List every line of the listing below that contains the word "aircraft", copying each one in full.

Listed entries:
'''
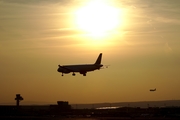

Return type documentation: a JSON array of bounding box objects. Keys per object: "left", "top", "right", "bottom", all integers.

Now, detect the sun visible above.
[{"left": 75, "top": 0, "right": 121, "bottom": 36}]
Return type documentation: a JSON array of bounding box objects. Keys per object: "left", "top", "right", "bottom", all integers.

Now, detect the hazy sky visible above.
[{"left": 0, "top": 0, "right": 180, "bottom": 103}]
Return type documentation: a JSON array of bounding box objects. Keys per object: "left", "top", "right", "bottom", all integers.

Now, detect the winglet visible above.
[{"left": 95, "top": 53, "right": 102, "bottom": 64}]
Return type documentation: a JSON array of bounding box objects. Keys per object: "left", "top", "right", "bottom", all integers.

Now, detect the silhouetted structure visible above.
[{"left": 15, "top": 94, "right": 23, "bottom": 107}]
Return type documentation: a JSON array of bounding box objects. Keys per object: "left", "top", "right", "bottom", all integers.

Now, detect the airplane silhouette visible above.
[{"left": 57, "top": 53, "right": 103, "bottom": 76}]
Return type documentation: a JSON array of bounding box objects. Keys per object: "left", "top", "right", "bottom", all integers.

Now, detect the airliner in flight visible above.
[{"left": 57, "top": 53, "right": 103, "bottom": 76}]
'''
'''
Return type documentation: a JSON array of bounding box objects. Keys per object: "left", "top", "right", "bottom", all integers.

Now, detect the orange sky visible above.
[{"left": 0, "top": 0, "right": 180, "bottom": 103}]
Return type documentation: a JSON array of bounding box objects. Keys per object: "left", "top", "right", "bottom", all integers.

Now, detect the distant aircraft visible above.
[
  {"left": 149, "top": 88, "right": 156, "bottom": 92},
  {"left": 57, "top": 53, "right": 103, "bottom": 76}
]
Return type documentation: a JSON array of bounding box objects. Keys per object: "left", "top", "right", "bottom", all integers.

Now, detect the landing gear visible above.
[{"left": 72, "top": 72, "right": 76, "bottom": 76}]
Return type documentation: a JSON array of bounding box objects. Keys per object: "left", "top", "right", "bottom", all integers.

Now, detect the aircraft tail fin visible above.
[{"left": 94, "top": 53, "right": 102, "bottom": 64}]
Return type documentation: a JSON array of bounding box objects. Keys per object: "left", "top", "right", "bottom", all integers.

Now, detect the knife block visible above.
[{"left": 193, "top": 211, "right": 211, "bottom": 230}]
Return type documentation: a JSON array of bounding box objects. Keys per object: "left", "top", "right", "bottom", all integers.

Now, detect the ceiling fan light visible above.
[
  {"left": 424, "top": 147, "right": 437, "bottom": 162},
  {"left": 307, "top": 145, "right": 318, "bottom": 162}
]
'''
'''
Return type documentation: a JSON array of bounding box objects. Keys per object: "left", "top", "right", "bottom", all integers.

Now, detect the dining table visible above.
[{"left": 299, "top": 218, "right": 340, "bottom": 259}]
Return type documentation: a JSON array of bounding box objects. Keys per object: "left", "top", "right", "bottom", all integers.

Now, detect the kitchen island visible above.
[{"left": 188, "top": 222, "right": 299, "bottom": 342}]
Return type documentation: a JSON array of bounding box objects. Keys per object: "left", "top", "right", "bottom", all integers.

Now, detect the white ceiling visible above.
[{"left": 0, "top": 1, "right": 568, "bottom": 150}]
'''
Result of the exercise:
Now, detect the distant aircraft visible above.
Now, detect the aircraft tail fin visible above.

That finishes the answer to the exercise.